**Text provided:**

** start **

Photovoltaic device with cable carrying structure

Technical Field

The present invention relates to a photovoltaic device with a cable carrying structure according to the preamble of claim 1.

Background

A large number of cable mechanisms for holding photovoltaic modules or for holding a carrier structure of said photovoltaic modules, so-called panels for photovoltaic modules, are known from the prior art. The task of these mechanisms is to hold the photovoltaic modules in order to generate energy in an optimal way using solar rays. These mechanisms are generally very complex and therefore require a lot of maintenance and are costly in manufacture. Safety precautions and sizing are required in prior art mechanisms to avoid breakage under wind and/or snow loads.

The cable arrangements known today for holding photovoltaic modules generally provide a plurality of cables suspended at a height between the struts, which secure a row of modules in a predetermined orientation, wherein in some cases the orientation can be adjusted with a mechanism, which is generally based on the movement of the cable connected to the module.

In many cases, a plurality of modules are secured to a rigid frame and the frame is then held by cables.

However, three-dimensional orientation is complex, where multiple cables and multiple fixation sites are required.

The predefined orientation is vulnerable to weather, for example in wind and snow, since in order to avoid high wind loads the orientation should be as horizontal as possible, whereas in order to reduce snow loads the orientation should be as vertical as possible.

Therefore, a system that cannot pivot is not possible to meet both requirements.

** end **

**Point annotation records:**

** start **

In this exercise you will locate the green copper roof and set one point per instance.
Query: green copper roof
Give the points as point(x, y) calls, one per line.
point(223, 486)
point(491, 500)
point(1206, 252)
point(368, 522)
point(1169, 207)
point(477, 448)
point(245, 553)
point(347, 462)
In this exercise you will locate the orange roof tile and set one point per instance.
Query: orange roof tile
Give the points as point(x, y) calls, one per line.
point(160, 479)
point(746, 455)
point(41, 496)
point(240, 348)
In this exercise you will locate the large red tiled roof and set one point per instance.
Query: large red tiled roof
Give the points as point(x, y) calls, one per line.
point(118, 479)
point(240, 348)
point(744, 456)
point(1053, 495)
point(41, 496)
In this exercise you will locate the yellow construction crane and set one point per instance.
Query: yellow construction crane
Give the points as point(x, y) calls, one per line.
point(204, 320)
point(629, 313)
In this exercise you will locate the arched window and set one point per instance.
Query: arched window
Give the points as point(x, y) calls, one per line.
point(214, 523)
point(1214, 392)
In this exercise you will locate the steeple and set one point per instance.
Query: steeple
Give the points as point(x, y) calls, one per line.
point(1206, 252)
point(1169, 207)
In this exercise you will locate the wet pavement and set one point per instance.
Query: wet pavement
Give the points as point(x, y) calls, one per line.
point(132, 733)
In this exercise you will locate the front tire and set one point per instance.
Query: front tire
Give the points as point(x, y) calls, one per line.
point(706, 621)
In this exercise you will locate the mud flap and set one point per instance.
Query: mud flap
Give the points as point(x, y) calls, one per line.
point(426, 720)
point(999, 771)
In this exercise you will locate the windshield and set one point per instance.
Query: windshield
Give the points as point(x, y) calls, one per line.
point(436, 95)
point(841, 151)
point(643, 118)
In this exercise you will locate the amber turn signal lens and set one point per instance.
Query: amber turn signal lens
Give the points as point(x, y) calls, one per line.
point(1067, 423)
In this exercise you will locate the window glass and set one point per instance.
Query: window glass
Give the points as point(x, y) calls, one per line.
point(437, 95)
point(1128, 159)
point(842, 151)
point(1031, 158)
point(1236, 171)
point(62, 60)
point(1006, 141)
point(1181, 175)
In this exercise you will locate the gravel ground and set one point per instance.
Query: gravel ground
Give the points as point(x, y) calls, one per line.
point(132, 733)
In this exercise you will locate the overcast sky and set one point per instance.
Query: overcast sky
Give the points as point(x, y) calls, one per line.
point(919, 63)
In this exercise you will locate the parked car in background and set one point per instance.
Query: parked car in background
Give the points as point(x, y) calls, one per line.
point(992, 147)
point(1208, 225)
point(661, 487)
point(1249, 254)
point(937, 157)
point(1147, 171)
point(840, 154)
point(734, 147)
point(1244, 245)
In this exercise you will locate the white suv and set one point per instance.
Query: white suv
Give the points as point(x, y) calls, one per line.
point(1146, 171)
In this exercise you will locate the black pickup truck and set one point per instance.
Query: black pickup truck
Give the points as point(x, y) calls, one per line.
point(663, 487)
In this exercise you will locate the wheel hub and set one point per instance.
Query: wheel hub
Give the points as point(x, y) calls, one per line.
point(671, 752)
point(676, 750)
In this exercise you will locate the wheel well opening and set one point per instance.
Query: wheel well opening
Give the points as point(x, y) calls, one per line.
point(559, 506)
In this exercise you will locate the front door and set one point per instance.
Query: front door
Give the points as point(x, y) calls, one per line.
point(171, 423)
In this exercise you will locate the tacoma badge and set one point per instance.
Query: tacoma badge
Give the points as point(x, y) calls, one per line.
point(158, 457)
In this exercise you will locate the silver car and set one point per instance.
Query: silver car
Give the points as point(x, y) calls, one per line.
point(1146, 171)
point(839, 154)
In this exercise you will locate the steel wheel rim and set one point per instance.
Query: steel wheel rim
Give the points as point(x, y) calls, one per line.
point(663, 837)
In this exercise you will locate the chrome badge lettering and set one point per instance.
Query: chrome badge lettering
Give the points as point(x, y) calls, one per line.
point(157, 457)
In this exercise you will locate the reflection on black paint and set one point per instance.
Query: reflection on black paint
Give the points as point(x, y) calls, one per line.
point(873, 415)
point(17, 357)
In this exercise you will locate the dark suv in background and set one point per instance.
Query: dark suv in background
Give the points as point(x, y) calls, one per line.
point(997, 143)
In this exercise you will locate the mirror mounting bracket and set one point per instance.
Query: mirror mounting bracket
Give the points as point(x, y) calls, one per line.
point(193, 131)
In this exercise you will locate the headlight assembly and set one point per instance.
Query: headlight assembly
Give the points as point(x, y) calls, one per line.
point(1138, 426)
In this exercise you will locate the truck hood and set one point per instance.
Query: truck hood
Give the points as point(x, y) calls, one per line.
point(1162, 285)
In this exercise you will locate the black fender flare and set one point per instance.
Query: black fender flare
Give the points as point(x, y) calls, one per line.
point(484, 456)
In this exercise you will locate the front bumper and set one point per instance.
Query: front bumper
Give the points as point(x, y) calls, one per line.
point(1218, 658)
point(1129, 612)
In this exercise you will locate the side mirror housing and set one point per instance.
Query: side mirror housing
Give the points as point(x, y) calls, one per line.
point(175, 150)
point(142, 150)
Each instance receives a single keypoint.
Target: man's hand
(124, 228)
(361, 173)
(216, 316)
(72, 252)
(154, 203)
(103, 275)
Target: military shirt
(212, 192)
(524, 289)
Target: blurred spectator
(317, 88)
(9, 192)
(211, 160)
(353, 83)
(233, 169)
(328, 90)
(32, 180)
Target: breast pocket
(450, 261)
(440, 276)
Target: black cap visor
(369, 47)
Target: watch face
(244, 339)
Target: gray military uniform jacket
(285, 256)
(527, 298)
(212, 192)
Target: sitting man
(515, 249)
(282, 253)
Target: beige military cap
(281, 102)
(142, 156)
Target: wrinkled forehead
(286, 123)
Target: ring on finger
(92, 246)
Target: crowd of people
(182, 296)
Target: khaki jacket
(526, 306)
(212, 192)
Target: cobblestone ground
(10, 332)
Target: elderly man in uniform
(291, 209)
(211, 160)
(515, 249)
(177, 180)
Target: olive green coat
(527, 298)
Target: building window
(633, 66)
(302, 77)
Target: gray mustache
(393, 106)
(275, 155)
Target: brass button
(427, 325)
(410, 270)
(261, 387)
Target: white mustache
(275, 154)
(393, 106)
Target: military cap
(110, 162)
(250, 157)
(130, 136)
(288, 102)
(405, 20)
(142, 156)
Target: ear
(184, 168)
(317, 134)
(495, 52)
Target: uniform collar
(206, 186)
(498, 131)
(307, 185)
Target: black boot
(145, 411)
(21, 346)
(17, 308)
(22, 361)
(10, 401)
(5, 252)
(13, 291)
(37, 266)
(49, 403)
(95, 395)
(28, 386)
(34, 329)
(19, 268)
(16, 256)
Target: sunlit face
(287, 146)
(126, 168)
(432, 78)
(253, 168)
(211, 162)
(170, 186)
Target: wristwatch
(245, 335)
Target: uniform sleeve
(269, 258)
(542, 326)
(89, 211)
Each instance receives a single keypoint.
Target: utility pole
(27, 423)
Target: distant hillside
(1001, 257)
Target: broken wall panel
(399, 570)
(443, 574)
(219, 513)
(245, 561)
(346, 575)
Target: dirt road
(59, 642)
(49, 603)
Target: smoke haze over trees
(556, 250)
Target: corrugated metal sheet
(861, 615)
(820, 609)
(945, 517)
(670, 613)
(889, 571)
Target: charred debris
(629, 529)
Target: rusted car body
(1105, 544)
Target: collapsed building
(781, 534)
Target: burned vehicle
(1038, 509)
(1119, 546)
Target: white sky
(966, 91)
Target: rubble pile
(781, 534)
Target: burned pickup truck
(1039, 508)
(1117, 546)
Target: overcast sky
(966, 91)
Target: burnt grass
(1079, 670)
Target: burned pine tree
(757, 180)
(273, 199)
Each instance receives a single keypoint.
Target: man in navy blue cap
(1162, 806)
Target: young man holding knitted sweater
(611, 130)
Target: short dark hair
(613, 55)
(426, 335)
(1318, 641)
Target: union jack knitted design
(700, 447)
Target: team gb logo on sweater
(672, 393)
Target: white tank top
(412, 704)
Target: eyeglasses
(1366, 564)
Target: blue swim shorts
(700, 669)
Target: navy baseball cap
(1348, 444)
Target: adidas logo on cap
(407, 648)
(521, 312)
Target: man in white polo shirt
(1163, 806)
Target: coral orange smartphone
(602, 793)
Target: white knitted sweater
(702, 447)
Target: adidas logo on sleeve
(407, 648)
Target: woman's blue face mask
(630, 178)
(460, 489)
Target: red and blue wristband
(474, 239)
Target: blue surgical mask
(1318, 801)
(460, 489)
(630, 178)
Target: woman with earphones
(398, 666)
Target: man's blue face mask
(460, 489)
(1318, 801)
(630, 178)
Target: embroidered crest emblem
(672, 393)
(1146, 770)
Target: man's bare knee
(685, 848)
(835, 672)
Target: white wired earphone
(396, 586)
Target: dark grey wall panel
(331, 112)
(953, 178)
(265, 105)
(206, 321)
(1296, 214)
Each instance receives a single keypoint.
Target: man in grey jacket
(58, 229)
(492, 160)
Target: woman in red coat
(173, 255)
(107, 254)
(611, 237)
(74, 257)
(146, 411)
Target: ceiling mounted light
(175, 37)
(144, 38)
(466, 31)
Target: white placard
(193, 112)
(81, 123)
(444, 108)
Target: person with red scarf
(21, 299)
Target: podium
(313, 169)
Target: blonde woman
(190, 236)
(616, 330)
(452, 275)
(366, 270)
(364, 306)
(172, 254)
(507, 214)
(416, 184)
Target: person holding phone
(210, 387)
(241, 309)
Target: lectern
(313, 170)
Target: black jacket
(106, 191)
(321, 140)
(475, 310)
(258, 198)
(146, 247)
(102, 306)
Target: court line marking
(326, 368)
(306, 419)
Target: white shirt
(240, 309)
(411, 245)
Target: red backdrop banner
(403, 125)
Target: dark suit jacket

** end **

**Challenges:**
(a) Answer these questions using the photovoltaic device text:
(i) Under which loads do prior art mechanisms need safety precautions and sizing to avoid breakage?
(ii) In many cases, what are several modules secured to before being held by cables?
(iii) How should the orientation be set to reduce snow loads?
(b) Echo the photovoltaic device text word for word, from "The cable arrangements" up to and including "sites are required.".
(c) Please carry on the photovoltaic device text from its last sentence.

**Exercise results:**
(a)
(i) Wind and/or snow loads.
(ii) A rigid frame.
(iii) As vertical as possible.

(b)
The cable arrangements known today for holding photovoltaic modules generally provide a plurality of cables suspended at a height between the struts, which secure a row of modules in a predetermined orientation, wherein in some cases the orientation can be adjusted with a mechanism, which is generally based on the movement of the cable connected to the module.

In many cases, a plurality of modules are secured to a rigid frame and the frame is then held by cables.

However, three-dimensional orientation is complex, where multiple cables and multiple fixation sites are required.

(c)
On the other hand, due to the limited relative rotatability, a system capable of adjusting the orientation can only partially meet the requirements, and the system is complex and susceptible.

Furthermore, systems with rigid orientation of the modules are also sensitive to periodic oscillations caused by wind loads, which oscillations are caused by resonance and may lead to significant damage.

From EP2476140 a photovoltaic device is known, which is formed from a plurality of photovoltaic modules on at least two carrier cables which are parallel to one another and are tensioned between two anchor points, wherein the photovoltaic modules are carried by brackets or by holders which are arranged completely above the cables, wherein the brackets or holders consist of at least one frame which is rigid in the transverse direction and one frame which is rigid in the longitudinal direction and are anchored to the carrier cables by means of clamps.

In this publication there are a plurality of cables spaced apart from each other, which rigidly carry and orient the modules, and thus there is a risk of the modules breaking under wind load.

EP3683960 discloses a photovoltaic system having photovoltaic modules, which are arranged substantially vertically, in particular double-sided photovoltaic modules, i.e. energy from solar rays is extracted on both sides of the photovoltaic modules. In this way, both the front and back sides of the photovoltaic module can be illuminated by the sun. The photovoltaic modules may be arranged substantially in a north-south direction, thereby enabling the capture of solar rays from both the east and west.

An outdoor photovoltaic system is known from DE102008059858, in which a cable-like tensioning element is arranged between at least two holding devices. The solar panel is arranged on the cable-like tensioning element via a fastening element on the rear side of the solar panel. This type of panel receives solar rays on only one side due to the orientation and the pronounced shading on the back side. In order to hold the panel in the predetermined angle, the frame must extend deep under the cables and be constructed heavy in this area. Due to the relatively centered position of the cables with respect to the module surface and the large frame mass required, the system is easily excited to vibrations in the wind and is also subjected to large wind and snow loads due to the large projected area.

In another embodiment, the panels are held in place by additional cables, which in turn subject them to tremendous snow and wind loads. The load-bearing structure must therefore be designed to be able to receive wind forces.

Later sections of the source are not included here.